Activity:
Give a verbatim quotation of every record.

Segment Open

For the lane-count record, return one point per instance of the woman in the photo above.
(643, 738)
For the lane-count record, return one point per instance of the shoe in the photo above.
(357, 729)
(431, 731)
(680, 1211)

Segment Closed

Answer box:
For the lane-count record, return one point per instance of the woman in the photo above.
(643, 738)
For the lane-count record, return one point per instance of the shoe in the photo above.
(357, 729)
(431, 731)
(680, 1211)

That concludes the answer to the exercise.